Testo del documento.
>>>

Il ruolo dei consumatori

"Spesso il brand activism si limita ad iniziative di facciata, nel caso del conflitto russo-ucraino le risposte sono state tante e molto concrete, compresa la chiusura di sedi e negozi in Russia. Questo sicuramente da un lato ricorda ulteriormente al consumatore il ruolo che lui stesso ha con i propri atti d'acquisto rispetto a questioni sociali importanti, dall'altro ha un'implicazione in termini di reputazione aziendale", ci spiega Federico Capeci, Ceo Kantar: "Si aprono poi domande come quella sul futuro della globalizzazione: dovremo quindi scegliere con criteri diversi le persone con le quali facciamo affari?".
Certo, le possibili iniziative e scelte di comunicazione sono di stampo molto diverso tra loro. Nel caso dell'aiuto umanitario sotto-forma di contributo economico, beni o servizi, si resta in una comfort-zone meno atta ad attrarre polemiche e feedback negativi. Tante le operazioni attuate su questa scia da retailer e mondo gdo. In questo caso l'unico rischio di "effetto boomerang" si corre forse nel momento in cui si divulga quanto fatto, laddove si utilizzi un tono troppo autocelebrativo, che porta a un'apparente strumentalizzazione.

Prese di posizione: le opinioni dei consumatori

Molto più delicate le prese di posizione che si schierano apertamente. Cosa pensano, di queste ultime, i consumatori? In merito alla guerra in atto, Kantar ha chiesto a 1.000 italiani come guardano all’attivismo dei brand. Un primo risultato che emerge è che l'86% degli intervistati ha notato la presa di posizione delle aziende contro la Russia. Il 91% di questi, poi, ha rilevato non solo attività di comunicazione, ma specifiche azioni di mercato.

Come ha influito, questo, sull'opinione relativa alle aziende coinvolte? Un 19% dichiara di aver cambiato il proprio parere in negativo, il 30% non l'ha modificato in alcun senso, mentre il 51% risponde di aver modificato la propria opinione in positivo. Vi è quindi un 81% del campione con il quale non si incappa in problemi di reputazione. Prevale dunque l'effetto vantaggioso sia in termini di awareness (memoria e consapevolezza rispetto al brand) che di immagine.

Naturalmente, laddove non si scelga la neutralità, lo zoccolo duro del dissenso e dell'opinione contraria non può che esserci sempre, come in ogni circostanza nella quale ci si esponga pubblicamente. Proprio come i canali si sono differenziati e segmentati, tuttavia, anche le audience sono cambiate, suddivise in cluster più complessi da comprendere, e la cui gestione sembra indicare un'inevitabile direzione di focalizzazione e scelta per intessere relazioni rilevanti.

<<<

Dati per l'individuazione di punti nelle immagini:
>>>

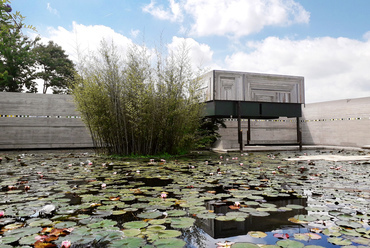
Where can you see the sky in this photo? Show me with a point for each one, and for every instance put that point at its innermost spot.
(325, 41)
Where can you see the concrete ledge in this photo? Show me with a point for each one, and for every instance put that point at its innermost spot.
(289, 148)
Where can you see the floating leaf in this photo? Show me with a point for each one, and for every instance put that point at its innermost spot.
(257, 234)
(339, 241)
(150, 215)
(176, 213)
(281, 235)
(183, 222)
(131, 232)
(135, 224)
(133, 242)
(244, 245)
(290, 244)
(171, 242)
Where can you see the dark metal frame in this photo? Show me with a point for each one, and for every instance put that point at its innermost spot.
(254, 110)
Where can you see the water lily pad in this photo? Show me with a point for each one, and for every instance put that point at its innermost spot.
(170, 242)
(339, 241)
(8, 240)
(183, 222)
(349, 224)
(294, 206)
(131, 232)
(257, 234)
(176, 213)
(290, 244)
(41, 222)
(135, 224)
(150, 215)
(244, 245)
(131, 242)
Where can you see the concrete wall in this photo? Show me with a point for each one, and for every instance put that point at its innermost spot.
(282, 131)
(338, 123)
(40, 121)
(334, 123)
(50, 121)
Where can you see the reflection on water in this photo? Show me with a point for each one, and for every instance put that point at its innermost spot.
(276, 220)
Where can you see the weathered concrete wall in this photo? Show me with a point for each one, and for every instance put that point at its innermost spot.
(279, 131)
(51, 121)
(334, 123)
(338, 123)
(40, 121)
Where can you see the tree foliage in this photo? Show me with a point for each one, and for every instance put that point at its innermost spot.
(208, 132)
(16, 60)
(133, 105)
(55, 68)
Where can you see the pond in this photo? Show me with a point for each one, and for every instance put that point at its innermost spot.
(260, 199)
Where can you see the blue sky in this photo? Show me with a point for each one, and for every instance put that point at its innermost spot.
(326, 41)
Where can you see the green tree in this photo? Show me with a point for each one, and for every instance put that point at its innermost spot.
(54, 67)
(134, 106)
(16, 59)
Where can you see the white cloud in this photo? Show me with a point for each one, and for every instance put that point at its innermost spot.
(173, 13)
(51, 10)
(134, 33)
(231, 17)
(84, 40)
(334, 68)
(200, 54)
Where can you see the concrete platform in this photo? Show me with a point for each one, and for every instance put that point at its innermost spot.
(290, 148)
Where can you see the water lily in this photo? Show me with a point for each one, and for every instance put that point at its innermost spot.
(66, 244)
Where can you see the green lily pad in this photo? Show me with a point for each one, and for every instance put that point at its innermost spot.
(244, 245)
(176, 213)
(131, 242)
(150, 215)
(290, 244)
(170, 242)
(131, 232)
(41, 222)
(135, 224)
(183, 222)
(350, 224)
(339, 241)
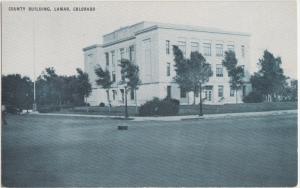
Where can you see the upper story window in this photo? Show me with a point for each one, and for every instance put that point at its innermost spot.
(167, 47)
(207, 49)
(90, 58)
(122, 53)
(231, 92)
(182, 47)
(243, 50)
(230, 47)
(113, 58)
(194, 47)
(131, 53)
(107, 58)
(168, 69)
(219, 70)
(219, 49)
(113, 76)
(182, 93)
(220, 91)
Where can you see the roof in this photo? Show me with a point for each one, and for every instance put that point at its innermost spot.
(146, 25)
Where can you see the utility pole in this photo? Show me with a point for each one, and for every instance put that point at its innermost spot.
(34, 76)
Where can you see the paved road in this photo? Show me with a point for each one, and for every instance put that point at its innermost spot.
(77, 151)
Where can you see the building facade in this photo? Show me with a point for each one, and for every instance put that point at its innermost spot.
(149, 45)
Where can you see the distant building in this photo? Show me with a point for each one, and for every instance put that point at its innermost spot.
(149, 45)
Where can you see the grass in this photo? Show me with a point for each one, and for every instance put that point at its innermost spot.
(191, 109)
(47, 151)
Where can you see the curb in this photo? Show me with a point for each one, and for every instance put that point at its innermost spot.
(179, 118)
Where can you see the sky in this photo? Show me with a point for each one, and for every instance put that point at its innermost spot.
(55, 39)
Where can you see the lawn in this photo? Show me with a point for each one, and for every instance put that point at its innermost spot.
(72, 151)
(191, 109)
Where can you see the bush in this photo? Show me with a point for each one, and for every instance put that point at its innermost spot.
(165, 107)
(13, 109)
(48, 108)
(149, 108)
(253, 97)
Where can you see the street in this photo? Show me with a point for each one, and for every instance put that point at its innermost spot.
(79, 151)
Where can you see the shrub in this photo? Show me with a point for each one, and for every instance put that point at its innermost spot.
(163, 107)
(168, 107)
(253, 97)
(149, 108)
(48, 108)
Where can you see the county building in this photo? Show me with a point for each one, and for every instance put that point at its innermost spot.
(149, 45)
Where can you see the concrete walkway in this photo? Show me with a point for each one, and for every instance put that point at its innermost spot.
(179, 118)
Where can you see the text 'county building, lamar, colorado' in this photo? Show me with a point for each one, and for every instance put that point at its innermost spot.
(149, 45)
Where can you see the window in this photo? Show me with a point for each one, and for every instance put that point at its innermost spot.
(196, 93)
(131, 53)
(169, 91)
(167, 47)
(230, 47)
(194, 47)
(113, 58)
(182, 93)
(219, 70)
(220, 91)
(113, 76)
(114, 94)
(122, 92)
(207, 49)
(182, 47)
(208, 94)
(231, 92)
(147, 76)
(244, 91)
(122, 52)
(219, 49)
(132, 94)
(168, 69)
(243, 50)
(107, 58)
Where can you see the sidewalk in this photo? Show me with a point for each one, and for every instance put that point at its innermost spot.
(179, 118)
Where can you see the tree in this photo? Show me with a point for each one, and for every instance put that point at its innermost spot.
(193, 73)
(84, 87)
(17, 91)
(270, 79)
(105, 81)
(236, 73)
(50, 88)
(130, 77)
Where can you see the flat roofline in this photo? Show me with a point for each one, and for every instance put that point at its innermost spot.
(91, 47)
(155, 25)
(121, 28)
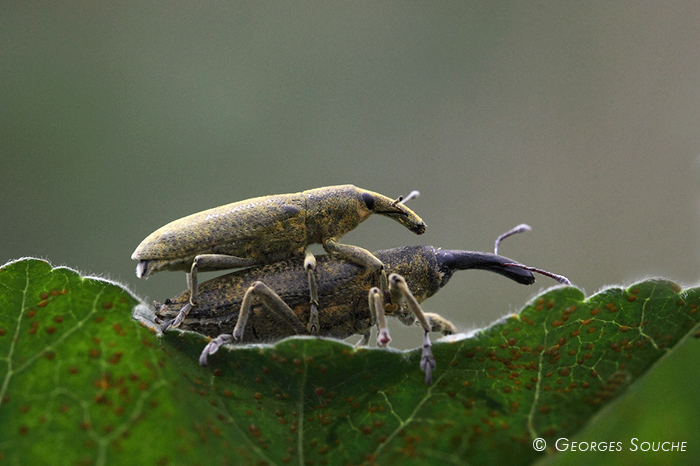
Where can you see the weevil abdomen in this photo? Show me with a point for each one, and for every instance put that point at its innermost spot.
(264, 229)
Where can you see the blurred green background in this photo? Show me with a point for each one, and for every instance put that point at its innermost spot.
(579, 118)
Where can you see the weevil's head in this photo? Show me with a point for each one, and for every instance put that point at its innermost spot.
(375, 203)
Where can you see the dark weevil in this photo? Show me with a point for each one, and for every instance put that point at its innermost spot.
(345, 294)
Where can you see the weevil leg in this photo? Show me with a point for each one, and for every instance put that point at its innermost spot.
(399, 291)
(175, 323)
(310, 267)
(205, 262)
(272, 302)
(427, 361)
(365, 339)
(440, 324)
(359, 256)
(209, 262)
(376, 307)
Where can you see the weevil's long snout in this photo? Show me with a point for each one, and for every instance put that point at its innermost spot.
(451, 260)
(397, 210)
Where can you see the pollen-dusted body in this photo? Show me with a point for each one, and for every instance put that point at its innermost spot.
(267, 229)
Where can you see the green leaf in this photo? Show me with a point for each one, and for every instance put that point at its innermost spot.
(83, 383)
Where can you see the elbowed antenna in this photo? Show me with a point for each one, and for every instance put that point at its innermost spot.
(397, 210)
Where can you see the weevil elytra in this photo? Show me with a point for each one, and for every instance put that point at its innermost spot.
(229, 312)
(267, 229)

<<<

Completa quanto segue.
(1) Nel testo sul brand activism, quanti italiani ha interpellato Kantar sull'attivismo dei brand riguardo alla guerra in atto?
(2) Riscrivi il passo del testo sul brand activism da "Naturalmente, laddove non" fino a "intessere relazioni rilevanti." compreso, sostituendo "neutralità" con "equidistanza".

Soluzioni per esercizio.
(1) 1.000 italiani.

(2)
Naturalmente, laddove non si scelga la equidistanza, lo zoccolo duro del dissenso e dell'opinione contraria non può che esserci sempre, come in ogni circostanza nella quale ci si esponga pubblicamente. Proprio come i canali si sono differenziati e segmentati, tuttavia, anche le audience sono cambiate, suddivise in cluster più complessi da comprendere, e la cui gestione sembra indicare un'inevitabile direzione di focalizzazione e scelta per intessere relazioni rilevanti.